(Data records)
══════════════════════════════

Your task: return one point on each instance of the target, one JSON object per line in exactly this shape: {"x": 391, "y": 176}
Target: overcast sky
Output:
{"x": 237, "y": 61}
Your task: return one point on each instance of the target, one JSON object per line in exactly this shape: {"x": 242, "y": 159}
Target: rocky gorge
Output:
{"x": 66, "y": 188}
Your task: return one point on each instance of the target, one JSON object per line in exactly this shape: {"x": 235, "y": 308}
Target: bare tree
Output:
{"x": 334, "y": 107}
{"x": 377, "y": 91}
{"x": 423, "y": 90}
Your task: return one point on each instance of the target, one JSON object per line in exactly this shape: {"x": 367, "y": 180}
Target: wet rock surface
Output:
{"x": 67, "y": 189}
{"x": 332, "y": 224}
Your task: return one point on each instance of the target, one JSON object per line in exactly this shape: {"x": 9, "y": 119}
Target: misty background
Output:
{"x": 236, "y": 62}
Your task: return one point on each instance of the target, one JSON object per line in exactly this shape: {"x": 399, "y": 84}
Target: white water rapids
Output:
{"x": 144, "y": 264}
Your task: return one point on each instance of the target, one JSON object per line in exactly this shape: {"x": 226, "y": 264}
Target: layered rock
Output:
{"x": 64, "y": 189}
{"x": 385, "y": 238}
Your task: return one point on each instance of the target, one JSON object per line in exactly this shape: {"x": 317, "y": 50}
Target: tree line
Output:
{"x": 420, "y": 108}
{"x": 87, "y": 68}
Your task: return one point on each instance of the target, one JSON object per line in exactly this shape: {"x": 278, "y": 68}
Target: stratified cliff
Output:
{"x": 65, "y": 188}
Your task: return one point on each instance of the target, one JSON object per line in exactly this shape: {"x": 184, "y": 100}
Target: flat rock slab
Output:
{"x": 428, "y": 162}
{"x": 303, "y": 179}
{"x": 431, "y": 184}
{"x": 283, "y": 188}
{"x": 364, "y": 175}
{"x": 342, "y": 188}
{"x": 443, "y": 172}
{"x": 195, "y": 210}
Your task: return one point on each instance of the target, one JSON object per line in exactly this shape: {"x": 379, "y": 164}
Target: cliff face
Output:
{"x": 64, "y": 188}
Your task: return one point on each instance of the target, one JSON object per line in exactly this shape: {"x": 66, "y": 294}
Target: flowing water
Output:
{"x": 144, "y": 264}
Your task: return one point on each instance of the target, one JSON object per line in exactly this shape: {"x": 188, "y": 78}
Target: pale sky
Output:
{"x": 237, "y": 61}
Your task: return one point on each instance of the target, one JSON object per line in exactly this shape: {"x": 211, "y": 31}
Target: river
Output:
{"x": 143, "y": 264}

══════════════════════════════

### Problem statement
Every entry should be printed again exactly as it stands.

### Complete answer
Your task: return one point on each instance of the target, one JSON object per line in exactly this shape: {"x": 391, "y": 176}
Target: overcast sky
Output:
{"x": 237, "y": 61}
Your task: return one point on each instance of the target, one JSON object per line in exactly this shape: {"x": 242, "y": 159}
Target: rocky gorge
Output:
{"x": 66, "y": 188}
Your task: return one point on each instance of the target, one JSON object per line in exactly this shape: {"x": 235, "y": 308}
Target: bare tree
Output:
{"x": 334, "y": 107}
{"x": 377, "y": 91}
{"x": 423, "y": 90}
Your task: return one point on each instance of the target, one JSON object per line in exactly this shape: {"x": 367, "y": 180}
Target: wet rock surface
Output:
{"x": 67, "y": 189}
{"x": 332, "y": 224}
Your task: return one point on each instance of the target, one JSON object per line in exactly this shape: {"x": 9, "y": 119}
Target: misty background
Output:
{"x": 236, "y": 62}
Your task: return one point on each instance of the target, one JSON object per line in exactly this shape: {"x": 399, "y": 84}
Target: white water rapids
Output:
{"x": 144, "y": 264}
Your task: return one point on each instance of the target, one JSON object per line in exactly this shape: {"x": 226, "y": 264}
Target: layered rock
Output:
{"x": 64, "y": 189}
{"x": 385, "y": 238}
Your task: return one point on each instance of the target, one JSON object per line in exactly this shape: {"x": 317, "y": 50}
Target: tree line
Output:
{"x": 420, "y": 108}
{"x": 87, "y": 68}
Your task: return one point on each instance of the target, one JSON object per line in exactly this shape: {"x": 278, "y": 68}
Target: stratified cliff
Output:
{"x": 65, "y": 188}
Your task: return one point on each instance of the target, one JSON object per line in exactly this shape: {"x": 184, "y": 100}
Target: flat rock slab
Output:
{"x": 428, "y": 162}
{"x": 303, "y": 179}
{"x": 431, "y": 184}
{"x": 283, "y": 188}
{"x": 364, "y": 175}
{"x": 342, "y": 188}
{"x": 443, "y": 172}
{"x": 195, "y": 210}
Your task: return one point on each instance of the target, one JSON object per line in exactly this shape: {"x": 379, "y": 164}
Target: cliff face
Output:
{"x": 64, "y": 188}
Your task: return one point on each instance of the target, one JSON object per line in exactly this shape: {"x": 66, "y": 294}
Target: flowing water
Output:
{"x": 144, "y": 264}
Your task: return one point on each instance of the target, one JSON object per line in exactly this shape: {"x": 188, "y": 78}
Target: pale sky
Output:
{"x": 237, "y": 61}
Your task: return one point on each instance of the target, one JSON object per line in exactly this shape: {"x": 211, "y": 31}
Target: river
Output:
{"x": 143, "y": 264}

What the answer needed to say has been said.